++++ Given text

Life was a routine; launderette on Mondays, library on Tuesdays, hairdresser on Fridays, visits from my father, little brother and myself on Sunday mornings. For we children, the payback for the fun of a ride on a bus and then the Underground was to sit in the corner on a sofa for 2 hours with a glass of lemonade (“only one glass, there’s no toilets on buses and the Tube!”) and a couple of biscuits, not speaking until spoken to, because to interrupt an adult would be bad manners. My brother moaned and groaned and wriggled; I soon realised that by sitting and listening, much could be learned about my family, and enjoyed the stories and reminiscences they shared, whilst trying not to react to them – because eavesdropping was worse than interrupting an adult!
One Sunday morning in July 1969, aged 8, a ‘treat’ had been purchased for me from that week’s pension pennies and was placed on my allotted seat awaiting my arrival – a child’s magazine called ‘The Princes of Wales’. It was a commemorative edition of a weekly general knowledge magazine for children, sold on the back of the impending Investiture of Prince Charles to that rank. Every schoolchild in the country had been given permission to watch this Investiture on their school’s television (one television per school in those days, and black and white, no colour!) so we had been preparing for the event which we understood vaguely was a significant step towards Prince Charles becoming King. The magazine, sitting on the sofa, seemed to be a history of all the previous Princes of Wales – one story per page, illustrated with a fairly dramatic picture of a key event. Flipping through the booklet, my eyes were drawn to a chart on the inside front cover, depicting “The Family Tree of the House of Windsor.” On a background of mock parchment, written in italics, was what appeared to be a chart showing how Prince Charles and his siblings could trace their family all the way back to William the Conqueror in 1066. Every schoolchild knew about William the Conqueror, how he had sailed across the English Channel, shot King Harold in the eye at Hastings and rampaged across our country killing locals as he went, before claiming the land as his own and building castles all over the place. (The teaching of history has changed a lot since those days!)
Looking at this “family tree,” a thought struck me. If Prince Charles had a family tree, then our family must have one too. Where was it? Maybe I could take it into school to show to my teacher and classmates. Nan had a collection of old newspapers she had saved over the years, each depicting a significant event in history : “The King Is Dead,” “Abdication,” “War Declared,” “D-Day,” “Everest Conquered,” “Man Walks On the Moon.” She also possessed the only photo album known to exist in the family, a viewing of which was a reward for good behaviour. I realise now it was the work of a woman who had sent her sweetheart to war once, and then her husband and all her children some 20 years later. She would work her way through the album, precious photo by photo, telling me stories of the people in the picture. If anyone knew where our family tree was, Nan would.

++++++++
++++ Dataset extract

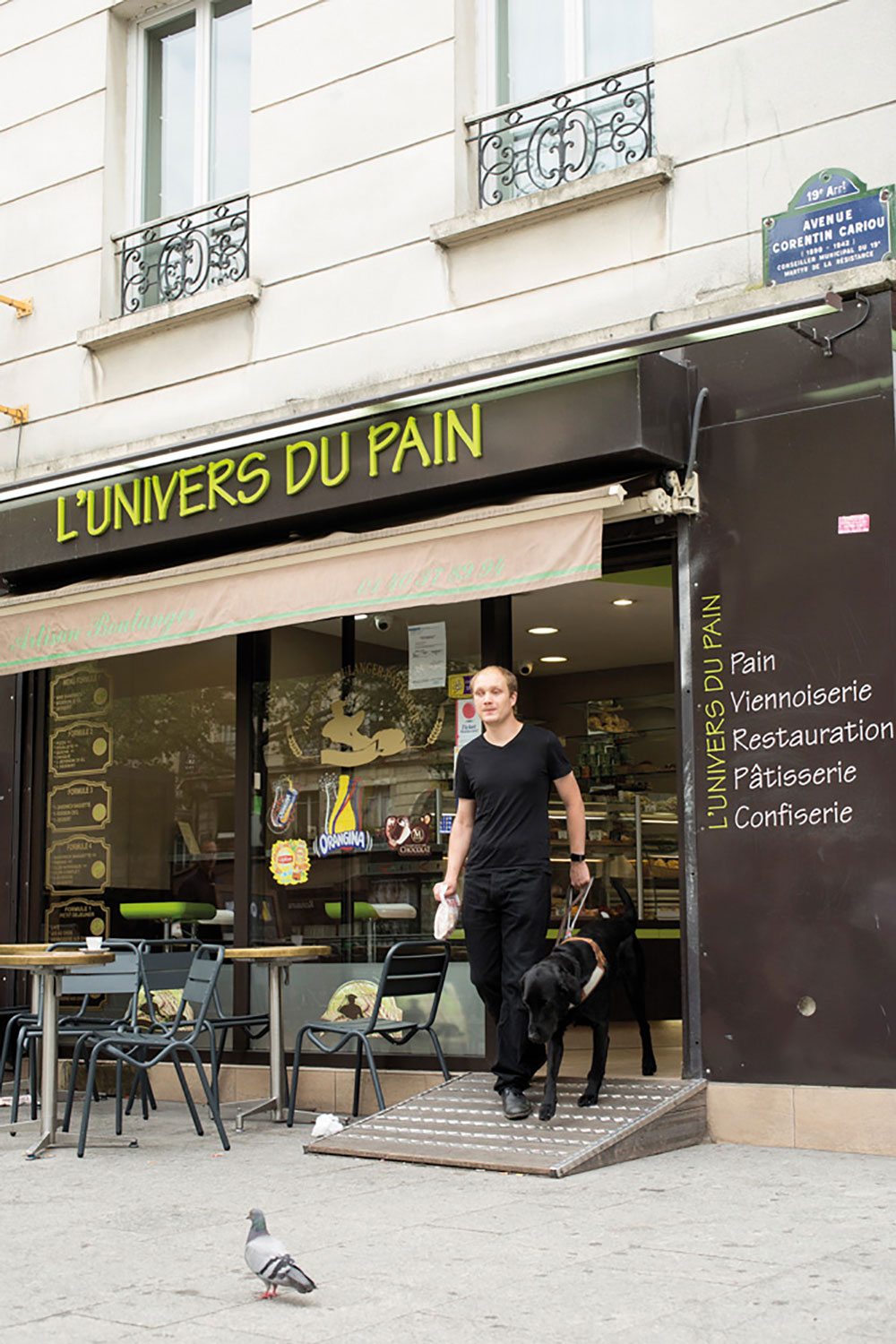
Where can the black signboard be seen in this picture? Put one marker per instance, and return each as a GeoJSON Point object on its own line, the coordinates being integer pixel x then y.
{"type": "Point", "coordinates": [81, 749]}
{"type": "Point", "coordinates": [584, 427]}
{"type": "Point", "coordinates": [80, 863]}
{"type": "Point", "coordinates": [75, 919]}
{"type": "Point", "coordinates": [78, 694]}
{"type": "Point", "coordinates": [81, 806]}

++++++++

▶ _Short problem_
Continue the family-tree memoir from the end of the passage.

▶ _Answer to this task_
Waiting for a break in conversation stretched my patience to the limit. Finally it came.
“Dad, look at this,” I said, taking the magazine to the table at which he and Nan were sitting. “Look, it’s Prince Charles’ family tree. His family goes back to 1066!”
Dad looked disappointingly unimpressed by this. “Well, so does yours,” was his phlegmatic reply. Hardly the excitement I was looking for.
“So, where’s our one of these, then?” I asked, incoherent with anticipation and excitement.
The three adults in the room laughed. I could almost feel my grandad’s eyes rolling around in his head at my naivety.
“We haven’t got ‘one of these,’” explained Dad. “Only rich people have these. Nan’s mum and dad could hardly read or write, let alone write these things down. Unless Nan and Grandad can remember them, we don’t know what our family’s names or their dates of birth were. We don’t know where they came from, any information has been lost. Doubtless their names are recorded in church books somewhere but we don’t know where and we will never know. So yes, our family goes back to 1066 too, but because our family was poor we don’t have a family tree like this one. No-one knows who they were, or where or when they lived.”
“I’ll find them.”
The words were scarcely out of my mouth before the room erupted in apparent mass hilarity. “Love a duck, listen to the gel, eh? ‘I’ll find them!’ Oh dear,” cried Nan, holding her sides as if I had said the funniest thing on earth. “Hark at ’er!”
Sometimes I wonder if the phrase “red rag to a bull” was invented specifically for me. I remember that moment as vividly as if it were yesterday. Undaunted, at the next Sunday visit the budding genealogist turned up at the grandparents’ house with a notebook and pencil. Much time that week had been invested decorating the notebook in (an eight year old’s version of) heraldic squiggles, and it was grandly – if a tad hopefully – entitled “My Family Tree.” My first investigative question was: “Nan, have you got a real name, not Nan?” at which point she introduced me to the concept of a maiden surname. The hunt was up and running.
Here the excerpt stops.